__The problem__: From the entries below, return only the lines starting at the one that contains "column 1044, row 119" and ending at the one that contains "column 1048, row 640", exactly as they stand.
*** Opening Data extract ***
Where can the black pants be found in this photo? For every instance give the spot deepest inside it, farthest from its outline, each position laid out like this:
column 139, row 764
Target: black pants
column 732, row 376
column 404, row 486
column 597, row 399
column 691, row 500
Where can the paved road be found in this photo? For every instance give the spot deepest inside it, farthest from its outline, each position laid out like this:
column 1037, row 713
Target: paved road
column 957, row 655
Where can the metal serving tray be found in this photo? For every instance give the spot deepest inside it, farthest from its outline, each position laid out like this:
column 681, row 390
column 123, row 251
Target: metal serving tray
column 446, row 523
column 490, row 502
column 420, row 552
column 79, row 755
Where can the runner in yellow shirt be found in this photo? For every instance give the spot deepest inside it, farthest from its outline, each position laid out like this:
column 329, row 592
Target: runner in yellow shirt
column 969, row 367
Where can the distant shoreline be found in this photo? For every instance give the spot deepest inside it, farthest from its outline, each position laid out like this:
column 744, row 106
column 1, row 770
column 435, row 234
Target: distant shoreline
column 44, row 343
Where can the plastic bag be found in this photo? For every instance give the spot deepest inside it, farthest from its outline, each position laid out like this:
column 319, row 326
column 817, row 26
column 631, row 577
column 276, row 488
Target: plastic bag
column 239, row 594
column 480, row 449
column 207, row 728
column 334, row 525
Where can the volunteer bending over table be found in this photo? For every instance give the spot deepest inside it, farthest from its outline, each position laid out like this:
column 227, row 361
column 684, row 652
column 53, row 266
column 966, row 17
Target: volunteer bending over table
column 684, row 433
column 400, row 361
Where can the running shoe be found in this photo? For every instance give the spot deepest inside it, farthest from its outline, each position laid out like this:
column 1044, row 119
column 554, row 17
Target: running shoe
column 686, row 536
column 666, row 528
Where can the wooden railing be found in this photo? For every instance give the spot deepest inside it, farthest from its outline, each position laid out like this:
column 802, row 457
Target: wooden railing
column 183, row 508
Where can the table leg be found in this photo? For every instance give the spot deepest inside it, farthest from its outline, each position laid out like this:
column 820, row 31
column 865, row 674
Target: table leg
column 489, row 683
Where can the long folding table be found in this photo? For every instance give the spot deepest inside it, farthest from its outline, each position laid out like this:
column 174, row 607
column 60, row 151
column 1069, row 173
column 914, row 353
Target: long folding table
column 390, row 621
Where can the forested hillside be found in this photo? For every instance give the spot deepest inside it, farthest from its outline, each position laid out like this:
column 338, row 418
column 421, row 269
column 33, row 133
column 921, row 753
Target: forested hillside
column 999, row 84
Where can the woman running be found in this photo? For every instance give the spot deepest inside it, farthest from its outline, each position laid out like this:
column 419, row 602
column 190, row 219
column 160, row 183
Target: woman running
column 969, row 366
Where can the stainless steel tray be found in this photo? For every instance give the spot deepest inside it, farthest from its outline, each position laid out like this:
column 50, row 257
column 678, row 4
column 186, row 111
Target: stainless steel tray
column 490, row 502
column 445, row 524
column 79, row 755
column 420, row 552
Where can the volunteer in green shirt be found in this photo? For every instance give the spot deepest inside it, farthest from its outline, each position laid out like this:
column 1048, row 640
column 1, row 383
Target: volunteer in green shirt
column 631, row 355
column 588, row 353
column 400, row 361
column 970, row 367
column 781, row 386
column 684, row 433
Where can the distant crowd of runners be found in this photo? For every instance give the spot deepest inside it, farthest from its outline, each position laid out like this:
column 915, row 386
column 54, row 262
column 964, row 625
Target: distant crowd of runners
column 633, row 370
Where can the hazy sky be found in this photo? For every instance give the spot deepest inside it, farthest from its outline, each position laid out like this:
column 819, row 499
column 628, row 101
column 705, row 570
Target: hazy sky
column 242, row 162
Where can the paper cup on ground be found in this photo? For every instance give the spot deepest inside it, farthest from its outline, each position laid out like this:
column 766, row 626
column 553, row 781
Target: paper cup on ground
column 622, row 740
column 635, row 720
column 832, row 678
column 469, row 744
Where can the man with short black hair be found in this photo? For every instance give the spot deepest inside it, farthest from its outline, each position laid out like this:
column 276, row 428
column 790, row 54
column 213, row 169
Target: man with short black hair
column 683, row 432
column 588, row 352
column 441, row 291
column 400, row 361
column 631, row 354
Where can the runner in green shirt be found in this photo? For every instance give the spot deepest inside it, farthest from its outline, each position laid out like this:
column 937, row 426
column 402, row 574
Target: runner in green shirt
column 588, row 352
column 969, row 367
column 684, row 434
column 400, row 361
*** Closing Data extract ***
__Expected output__:
column 1044, row 119
column 554, row 17
Target: running shoe
column 686, row 536
column 666, row 528
Where can the wooden railing be found in this photo? For every instance give the spot deepest inside it, farthest from its outline, each position laid out like this:
column 802, row 457
Target: wooden railing
column 183, row 508
Where can the table leg be found in this photo? For every instance give the spot deepest inside it, farthest from its outline, each position laid out like this:
column 820, row 31
column 865, row 674
Target: table leg
column 489, row 683
Where can the long folding table be found in this photo? For every instance give the spot deepest inside it, farthest from its outline, each position laid out like this:
column 174, row 607
column 60, row 151
column 1069, row 173
column 914, row 353
Target: long folding table
column 390, row 621
Where can the forested hillside be found in this photo? For every instance give the spot deepest inside it, farthest from its outline, each position laid out like this:
column 338, row 418
column 421, row 269
column 33, row 133
column 921, row 753
Target: forested hillside
column 999, row 84
Where can the woman running be found in this photo? For every instance give the spot deepest inside it, farthest from its outline, each position laid out like this:
column 419, row 602
column 190, row 219
column 160, row 183
Target: woman running
column 969, row 366
Where can the stainless steel tray be found in this photo? For every instance give the spot deepest inside it, farthest from its outline, each position laid out like this:
column 50, row 257
column 678, row 4
column 186, row 111
Target: stainless steel tray
column 490, row 502
column 445, row 524
column 79, row 755
column 420, row 552
Where can the volunteer in green shirt be found in this photo? For every instance give the spot deepest inside it, farthest from its outline, each position laid out like this:
column 1048, row 640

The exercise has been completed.